*WHAT YOU SHOULD DO*. Begin with the line that has "quick one for ya, tell me where the recessed". Give it and every line after it again, exactly, through the end of the entries below.

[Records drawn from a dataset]

------------

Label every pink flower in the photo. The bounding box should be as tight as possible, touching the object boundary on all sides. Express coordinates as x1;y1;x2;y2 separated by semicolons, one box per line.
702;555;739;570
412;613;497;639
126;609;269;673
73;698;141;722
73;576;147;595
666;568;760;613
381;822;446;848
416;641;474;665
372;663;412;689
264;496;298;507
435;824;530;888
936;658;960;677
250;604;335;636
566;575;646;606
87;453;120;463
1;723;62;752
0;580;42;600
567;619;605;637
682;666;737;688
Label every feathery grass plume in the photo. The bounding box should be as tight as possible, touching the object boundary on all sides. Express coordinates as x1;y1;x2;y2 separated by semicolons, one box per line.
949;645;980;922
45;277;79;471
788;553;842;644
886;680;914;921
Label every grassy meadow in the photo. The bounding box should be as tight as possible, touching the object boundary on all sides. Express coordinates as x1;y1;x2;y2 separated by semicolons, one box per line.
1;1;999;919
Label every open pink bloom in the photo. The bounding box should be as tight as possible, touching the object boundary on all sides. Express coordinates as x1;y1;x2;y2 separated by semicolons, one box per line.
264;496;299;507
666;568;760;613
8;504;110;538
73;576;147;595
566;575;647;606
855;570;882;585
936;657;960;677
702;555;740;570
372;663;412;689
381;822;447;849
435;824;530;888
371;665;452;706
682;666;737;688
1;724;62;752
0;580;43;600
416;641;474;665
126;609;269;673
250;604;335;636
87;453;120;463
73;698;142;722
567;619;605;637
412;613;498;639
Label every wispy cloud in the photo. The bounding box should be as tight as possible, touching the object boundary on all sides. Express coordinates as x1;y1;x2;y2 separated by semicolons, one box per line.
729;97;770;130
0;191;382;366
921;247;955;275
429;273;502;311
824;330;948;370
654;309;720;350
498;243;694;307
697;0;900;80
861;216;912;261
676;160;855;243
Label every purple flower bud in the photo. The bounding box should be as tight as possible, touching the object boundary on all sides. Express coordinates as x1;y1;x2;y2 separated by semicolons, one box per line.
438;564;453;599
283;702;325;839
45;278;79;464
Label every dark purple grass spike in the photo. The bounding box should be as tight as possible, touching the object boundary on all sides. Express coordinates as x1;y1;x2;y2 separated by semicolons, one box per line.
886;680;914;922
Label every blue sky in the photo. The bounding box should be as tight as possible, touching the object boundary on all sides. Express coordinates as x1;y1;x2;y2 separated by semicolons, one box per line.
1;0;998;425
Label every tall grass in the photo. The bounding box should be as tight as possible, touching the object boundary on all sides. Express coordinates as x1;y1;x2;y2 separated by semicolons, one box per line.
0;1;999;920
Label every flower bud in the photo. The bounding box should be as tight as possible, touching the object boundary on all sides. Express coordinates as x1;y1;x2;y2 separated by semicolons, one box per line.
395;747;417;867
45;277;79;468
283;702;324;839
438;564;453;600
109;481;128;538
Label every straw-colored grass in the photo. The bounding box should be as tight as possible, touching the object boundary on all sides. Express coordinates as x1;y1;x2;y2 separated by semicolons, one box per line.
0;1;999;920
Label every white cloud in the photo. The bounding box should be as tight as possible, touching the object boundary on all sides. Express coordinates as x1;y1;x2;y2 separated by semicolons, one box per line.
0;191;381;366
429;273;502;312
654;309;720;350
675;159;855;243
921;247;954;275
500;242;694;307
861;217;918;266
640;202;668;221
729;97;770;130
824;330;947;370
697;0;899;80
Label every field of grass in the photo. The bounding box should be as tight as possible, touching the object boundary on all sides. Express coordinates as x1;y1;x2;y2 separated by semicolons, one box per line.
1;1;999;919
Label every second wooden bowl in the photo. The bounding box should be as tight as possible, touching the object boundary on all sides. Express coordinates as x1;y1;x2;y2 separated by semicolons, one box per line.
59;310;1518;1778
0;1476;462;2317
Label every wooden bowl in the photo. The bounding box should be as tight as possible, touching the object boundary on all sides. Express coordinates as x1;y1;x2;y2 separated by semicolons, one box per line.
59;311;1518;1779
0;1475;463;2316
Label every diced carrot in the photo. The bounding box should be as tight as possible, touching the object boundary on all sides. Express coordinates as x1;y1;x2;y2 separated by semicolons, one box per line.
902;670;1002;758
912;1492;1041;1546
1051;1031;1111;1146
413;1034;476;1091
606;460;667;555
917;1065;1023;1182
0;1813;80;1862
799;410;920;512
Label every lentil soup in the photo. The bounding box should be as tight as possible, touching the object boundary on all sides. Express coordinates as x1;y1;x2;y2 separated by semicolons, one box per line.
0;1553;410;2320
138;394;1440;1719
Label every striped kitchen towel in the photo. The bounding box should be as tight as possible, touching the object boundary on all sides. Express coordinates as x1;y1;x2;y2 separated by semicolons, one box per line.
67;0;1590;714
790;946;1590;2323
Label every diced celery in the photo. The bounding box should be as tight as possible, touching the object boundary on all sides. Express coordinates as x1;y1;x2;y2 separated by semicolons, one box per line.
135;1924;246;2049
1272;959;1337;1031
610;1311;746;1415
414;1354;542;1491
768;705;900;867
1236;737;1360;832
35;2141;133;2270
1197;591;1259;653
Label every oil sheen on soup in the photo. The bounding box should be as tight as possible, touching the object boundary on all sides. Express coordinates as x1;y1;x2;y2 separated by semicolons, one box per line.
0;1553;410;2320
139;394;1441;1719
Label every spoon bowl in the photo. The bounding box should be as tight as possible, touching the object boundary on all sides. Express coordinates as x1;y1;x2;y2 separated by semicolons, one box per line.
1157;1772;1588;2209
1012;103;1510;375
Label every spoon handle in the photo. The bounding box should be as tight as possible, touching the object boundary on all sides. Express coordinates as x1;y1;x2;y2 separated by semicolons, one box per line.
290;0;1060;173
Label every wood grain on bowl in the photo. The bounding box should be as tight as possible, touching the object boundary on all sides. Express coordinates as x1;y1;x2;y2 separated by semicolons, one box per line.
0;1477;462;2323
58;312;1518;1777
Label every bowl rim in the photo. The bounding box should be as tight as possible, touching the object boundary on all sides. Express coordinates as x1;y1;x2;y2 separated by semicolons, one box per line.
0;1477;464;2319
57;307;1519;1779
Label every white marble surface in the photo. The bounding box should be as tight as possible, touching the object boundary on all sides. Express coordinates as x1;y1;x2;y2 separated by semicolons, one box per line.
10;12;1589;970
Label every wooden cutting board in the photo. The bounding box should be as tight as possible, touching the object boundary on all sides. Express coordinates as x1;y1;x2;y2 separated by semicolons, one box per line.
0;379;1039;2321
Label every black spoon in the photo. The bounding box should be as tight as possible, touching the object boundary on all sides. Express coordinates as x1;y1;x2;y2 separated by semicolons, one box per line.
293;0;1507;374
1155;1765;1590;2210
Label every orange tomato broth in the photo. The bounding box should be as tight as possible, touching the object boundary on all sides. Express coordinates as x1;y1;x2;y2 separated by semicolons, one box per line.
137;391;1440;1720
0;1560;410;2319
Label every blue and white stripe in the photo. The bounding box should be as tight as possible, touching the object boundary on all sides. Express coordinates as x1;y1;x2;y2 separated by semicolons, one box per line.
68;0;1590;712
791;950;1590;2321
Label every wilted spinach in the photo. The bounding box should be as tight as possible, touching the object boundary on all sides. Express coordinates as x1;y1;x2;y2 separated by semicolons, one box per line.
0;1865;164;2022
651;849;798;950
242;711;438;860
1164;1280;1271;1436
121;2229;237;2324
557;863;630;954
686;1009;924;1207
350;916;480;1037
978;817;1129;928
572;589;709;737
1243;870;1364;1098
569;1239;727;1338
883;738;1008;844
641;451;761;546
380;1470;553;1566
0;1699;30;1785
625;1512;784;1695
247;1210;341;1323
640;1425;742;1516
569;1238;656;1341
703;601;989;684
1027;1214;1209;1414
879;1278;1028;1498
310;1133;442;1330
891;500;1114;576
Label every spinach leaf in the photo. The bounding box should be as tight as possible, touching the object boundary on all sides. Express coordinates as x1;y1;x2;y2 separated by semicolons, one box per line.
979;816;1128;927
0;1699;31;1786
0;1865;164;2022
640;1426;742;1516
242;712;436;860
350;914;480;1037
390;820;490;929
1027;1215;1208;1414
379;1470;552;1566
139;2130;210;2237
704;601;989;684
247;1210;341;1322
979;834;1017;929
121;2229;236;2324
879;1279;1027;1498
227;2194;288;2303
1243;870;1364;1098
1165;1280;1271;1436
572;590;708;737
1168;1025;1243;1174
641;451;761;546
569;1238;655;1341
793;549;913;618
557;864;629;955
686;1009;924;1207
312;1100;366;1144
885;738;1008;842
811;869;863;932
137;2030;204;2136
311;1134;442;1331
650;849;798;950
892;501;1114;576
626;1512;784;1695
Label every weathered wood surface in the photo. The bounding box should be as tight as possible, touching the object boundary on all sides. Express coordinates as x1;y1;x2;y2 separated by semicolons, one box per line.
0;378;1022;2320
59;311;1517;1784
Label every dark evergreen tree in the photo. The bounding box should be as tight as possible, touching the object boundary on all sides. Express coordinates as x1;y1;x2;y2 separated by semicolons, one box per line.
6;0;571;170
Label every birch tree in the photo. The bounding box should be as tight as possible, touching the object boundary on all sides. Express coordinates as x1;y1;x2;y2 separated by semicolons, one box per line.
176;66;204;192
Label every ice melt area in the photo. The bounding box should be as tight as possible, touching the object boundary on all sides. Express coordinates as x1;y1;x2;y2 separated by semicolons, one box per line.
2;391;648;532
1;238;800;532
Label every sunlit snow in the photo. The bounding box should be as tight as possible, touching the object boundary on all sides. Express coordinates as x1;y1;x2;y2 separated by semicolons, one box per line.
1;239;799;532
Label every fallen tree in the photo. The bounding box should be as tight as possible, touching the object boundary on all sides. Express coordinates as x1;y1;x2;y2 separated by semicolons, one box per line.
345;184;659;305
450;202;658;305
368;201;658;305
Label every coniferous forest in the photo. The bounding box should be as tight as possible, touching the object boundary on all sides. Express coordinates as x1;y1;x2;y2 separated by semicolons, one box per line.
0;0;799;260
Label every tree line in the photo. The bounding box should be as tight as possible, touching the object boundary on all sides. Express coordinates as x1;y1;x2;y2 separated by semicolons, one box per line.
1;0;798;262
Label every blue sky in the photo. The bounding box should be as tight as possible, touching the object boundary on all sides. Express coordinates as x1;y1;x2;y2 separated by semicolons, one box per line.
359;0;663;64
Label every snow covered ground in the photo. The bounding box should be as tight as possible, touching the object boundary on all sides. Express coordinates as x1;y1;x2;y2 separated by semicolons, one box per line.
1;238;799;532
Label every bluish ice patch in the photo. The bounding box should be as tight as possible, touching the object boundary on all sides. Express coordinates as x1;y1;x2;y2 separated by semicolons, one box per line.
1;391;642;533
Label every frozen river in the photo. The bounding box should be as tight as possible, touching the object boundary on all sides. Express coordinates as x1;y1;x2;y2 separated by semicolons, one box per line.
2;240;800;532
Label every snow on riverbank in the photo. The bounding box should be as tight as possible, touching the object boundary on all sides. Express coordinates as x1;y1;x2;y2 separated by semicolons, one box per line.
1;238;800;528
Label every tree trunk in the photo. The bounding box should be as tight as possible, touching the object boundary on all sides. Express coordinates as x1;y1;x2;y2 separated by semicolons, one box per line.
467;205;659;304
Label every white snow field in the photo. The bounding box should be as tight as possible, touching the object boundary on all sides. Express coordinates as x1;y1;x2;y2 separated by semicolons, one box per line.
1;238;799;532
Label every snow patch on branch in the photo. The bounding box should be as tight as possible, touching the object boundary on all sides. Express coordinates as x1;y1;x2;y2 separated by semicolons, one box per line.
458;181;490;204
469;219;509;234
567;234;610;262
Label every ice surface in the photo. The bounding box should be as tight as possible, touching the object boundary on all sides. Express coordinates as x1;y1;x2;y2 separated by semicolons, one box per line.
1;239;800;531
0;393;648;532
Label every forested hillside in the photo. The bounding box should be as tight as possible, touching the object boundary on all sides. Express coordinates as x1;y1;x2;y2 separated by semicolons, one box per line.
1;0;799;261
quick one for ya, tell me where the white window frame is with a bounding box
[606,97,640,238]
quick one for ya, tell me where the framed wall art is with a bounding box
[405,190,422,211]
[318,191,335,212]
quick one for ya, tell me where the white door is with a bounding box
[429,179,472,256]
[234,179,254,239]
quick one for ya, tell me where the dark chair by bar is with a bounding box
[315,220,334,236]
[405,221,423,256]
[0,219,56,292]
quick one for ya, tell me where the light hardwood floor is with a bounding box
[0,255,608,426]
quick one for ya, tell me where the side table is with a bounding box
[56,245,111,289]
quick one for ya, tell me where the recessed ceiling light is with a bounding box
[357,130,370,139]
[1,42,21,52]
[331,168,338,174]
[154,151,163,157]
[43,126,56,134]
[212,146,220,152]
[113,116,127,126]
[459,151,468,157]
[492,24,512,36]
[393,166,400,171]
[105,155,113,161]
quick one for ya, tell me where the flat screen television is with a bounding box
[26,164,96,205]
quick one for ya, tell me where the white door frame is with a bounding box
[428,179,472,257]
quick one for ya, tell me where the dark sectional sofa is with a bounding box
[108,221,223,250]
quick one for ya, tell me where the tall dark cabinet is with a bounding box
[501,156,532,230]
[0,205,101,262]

------------

*EXERCISE RESPONSE*.
quick one for ya, tell me where the recessed ceiling light is with a bounding box
[357,130,370,139]
[1,42,21,52]
[331,168,338,174]
[154,151,163,157]
[43,126,56,134]
[212,146,220,152]
[113,116,127,126]
[459,151,468,157]
[492,24,512,36]
[393,166,400,171]
[105,155,113,161]
quick one for ya, tell me where the flat screen television is with a bounding box
[26,164,96,205]
quick one for ya, tell me where the white door frame is with a bounding box
[428,179,472,257]
quick one for ya, tell me where the dark sectional sofa is with a bounding box
[108,221,223,250]
quick one for ya, tell me where the tall dark cabinet is with a bounding box
[501,156,532,230]
[0,205,101,262]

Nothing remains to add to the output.